**Job**
Count the lines of the records below that contain the string "base", and reply with only that number.
■ ■ ■ ■
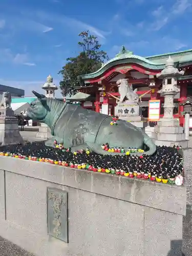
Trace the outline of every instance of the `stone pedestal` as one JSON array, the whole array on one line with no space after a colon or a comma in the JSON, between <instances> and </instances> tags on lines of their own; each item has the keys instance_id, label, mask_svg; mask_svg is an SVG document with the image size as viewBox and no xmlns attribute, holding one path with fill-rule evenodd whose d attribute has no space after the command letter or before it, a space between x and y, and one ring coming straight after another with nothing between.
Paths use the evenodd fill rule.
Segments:
<instances>
[{"instance_id":1,"label":"stone pedestal","mask_svg":"<svg viewBox=\"0 0 192 256\"><path fill-rule=\"evenodd\" d=\"M141 114L142 108L134 102L119 103L115 107L115 115L118 116L119 119L126 120L144 130L147 124Z\"/></svg>"},{"instance_id":2,"label":"stone pedestal","mask_svg":"<svg viewBox=\"0 0 192 256\"><path fill-rule=\"evenodd\" d=\"M14 111L11 109L0 108L0 145L23 143Z\"/></svg>"},{"instance_id":3,"label":"stone pedestal","mask_svg":"<svg viewBox=\"0 0 192 256\"><path fill-rule=\"evenodd\" d=\"M51 138L51 134L49 127L46 123L41 123L39 132L37 133L36 137L37 138L42 138L42 139Z\"/></svg>"}]
</instances>

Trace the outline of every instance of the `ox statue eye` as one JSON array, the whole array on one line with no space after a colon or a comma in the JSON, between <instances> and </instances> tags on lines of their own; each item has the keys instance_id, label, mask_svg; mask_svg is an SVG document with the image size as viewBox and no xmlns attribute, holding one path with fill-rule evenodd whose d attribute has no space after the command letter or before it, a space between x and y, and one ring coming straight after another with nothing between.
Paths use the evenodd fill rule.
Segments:
<instances>
[{"instance_id":1,"label":"ox statue eye","mask_svg":"<svg viewBox=\"0 0 192 256\"><path fill-rule=\"evenodd\" d=\"M35 108L35 104L34 103L34 102L31 102L31 104L30 104L30 106L31 108Z\"/></svg>"}]
</instances>

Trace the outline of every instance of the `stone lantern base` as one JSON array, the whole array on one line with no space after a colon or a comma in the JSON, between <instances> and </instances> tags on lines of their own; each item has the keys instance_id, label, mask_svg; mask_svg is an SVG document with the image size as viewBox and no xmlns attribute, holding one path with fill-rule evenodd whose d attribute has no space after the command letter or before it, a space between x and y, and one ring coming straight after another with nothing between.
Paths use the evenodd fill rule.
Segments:
<instances>
[{"instance_id":1,"label":"stone lantern base","mask_svg":"<svg viewBox=\"0 0 192 256\"><path fill-rule=\"evenodd\" d=\"M152 133L152 138L156 145L173 146L174 145L188 147L183 129L176 119L161 118Z\"/></svg>"}]
</instances>

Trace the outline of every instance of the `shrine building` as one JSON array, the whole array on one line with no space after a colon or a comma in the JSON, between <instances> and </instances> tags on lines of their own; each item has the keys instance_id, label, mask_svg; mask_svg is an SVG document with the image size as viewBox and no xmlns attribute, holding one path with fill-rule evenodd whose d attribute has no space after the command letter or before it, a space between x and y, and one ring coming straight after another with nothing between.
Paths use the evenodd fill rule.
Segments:
<instances>
[{"instance_id":1,"label":"shrine building","mask_svg":"<svg viewBox=\"0 0 192 256\"><path fill-rule=\"evenodd\" d=\"M161 101L160 114L163 115L164 98L158 93L162 81L156 75L165 68L169 56L179 70L186 69L184 76L178 81L180 92L174 98L174 117L179 119L180 125L183 125L184 117L181 112L183 106L180 104L192 95L192 49L144 57L134 55L123 46L115 58L98 70L81 76L84 86L76 88L79 98L76 97L75 100L80 101L84 108L113 115L116 99L119 96L116 82L119 79L129 78L129 83L134 90L137 89L137 93L141 97L143 116L148 117L149 100L157 99ZM80 95L80 92L85 94ZM83 95L86 95L84 98Z\"/></svg>"}]
</instances>

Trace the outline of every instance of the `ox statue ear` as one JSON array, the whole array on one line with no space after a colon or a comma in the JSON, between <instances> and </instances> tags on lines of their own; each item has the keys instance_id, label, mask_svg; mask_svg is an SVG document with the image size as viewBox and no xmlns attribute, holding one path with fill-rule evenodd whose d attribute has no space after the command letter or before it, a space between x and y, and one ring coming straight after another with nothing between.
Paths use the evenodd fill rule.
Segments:
<instances>
[{"instance_id":1,"label":"ox statue ear","mask_svg":"<svg viewBox=\"0 0 192 256\"><path fill-rule=\"evenodd\" d=\"M37 92L35 92L35 91L32 91L33 94L38 99L43 99L44 98L45 98L46 96L44 95L43 94L39 94L39 93L37 93Z\"/></svg>"}]
</instances>

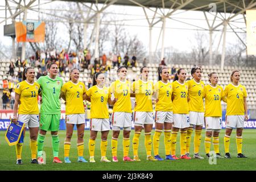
■ ■ ■ ■
**Reply**
2